• Task instructions
Which lines in the entries below contain the string "positive"? Show each of them in full.
*** Input for this task Section Begins ***
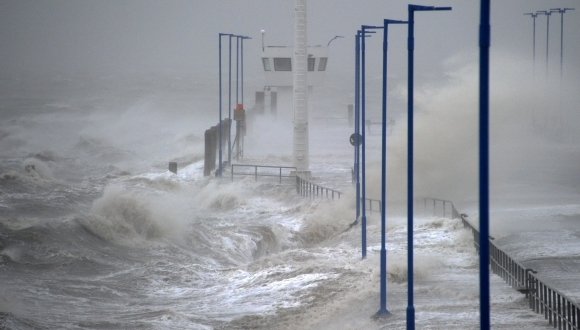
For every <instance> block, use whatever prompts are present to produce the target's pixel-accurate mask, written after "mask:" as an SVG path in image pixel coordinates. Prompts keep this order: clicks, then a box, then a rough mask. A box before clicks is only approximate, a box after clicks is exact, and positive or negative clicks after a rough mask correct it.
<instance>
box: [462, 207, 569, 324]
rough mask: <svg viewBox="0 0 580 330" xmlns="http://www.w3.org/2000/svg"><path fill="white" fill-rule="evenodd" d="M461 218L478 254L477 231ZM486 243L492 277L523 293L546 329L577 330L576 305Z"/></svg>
mask: <svg viewBox="0 0 580 330" xmlns="http://www.w3.org/2000/svg"><path fill="white" fill-rule="evenodd" d="M466 217H467V216H466V215H465V214H462V215H461V220H462V222H463V226H464V227H467V228H469V229H471V231H472V232H473V237H474V246H475V247H476V249H477V250H478V251H479V231H478V230H477V229H476V228H475V227H474V226H473V225H472V224H471V223H470V222H469V221H468V220H467V219H466ZM492 240H493V238H491V237H490V242H489V249H490V253H489V259H490V260H489V262H490V266H491V270H492V271H493V273H494V274H496V275H498V276H500V277H501V278H503V279H504V281H505V282H506V283H508V284H509V285H511V286H512V287H514V288H515V289H516V290H518V291H520V292H522V293H525V294H526V297H527V298H528V305H529V308H530V309H531V310H532V311H534V312H536V313H537V314H543V315H544V319H546V320H548V322H549V324H550V325H553V326H554V328H556V327H558V329H560V330H561V329H569V330H572V329H573V330H580V304H579V303H577V302H575V301H574V300H573V299H571V298H569V297H568V296H566V295H565V294H563V293H562V292H561V291H559V290H557V289H554V288H552V287H550V286H549V285H548V284H546V283H545V282H544V281H542V279H541V278H540V276H539V275H537V272H536V271H535V270H533V269H531V268H526V267H525V266H524V265H522V264H521V263H519V262H517V261H516V260H515V259H513V258H512V257H511V256H510V255H509V254H508V253H506V252H504V251H503V250H501V249H500V248H499V247H497V246H496V245H495V244H493V242H492Z"/></svg>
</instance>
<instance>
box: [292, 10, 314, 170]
mask: <svg viewBox="0 0 580 330" xmlns="http://www.w3.org/2000/svg"><path fill="white" fill-rule="evenodd" d="M306 7H307V6H306V0H294V9H295V11H294V56H293V68H292V76H293V79H292V81H293V86H294V88H293V108H294V136H293V148H292V155H293V157H292V163H293V166H294V167H296V169H297V171H299V172H308V171H309V167H310V165H309V163H310V160H309V146H308V76H307V62H308V50H307V15H306V11H307V8H306Z"/></svg>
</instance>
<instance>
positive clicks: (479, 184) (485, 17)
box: [479, 0, 491, 329]
mask: <svg viewBox="0 0 580 330" xmlns="http://www.w3.org/2000/svg"><path fill="white" fill-rule="evenodd" d="M490 30H491V27H490V0H481V23H480V26H479V299H480V325H481V329H489V328H490V298H489V293H490V289H489V47H490V42H491V40H490V39H491V37H490Z"/></svg>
*** Input for this task Section Ends ***
• Answer for this exercise
For every <instance> block, use whatever prompts are present to produce the target's pixel-accurate mask, written after "mask:" as an SVG path in image pixel coordinates. Prompts keep this order: clicks, then a box, then a rough mask. A box before clicks is only approximate, a box after clicks is exact, and positive or negative clicks after a rough mask correct it.
positive clicks: (479, 184) (485, 17)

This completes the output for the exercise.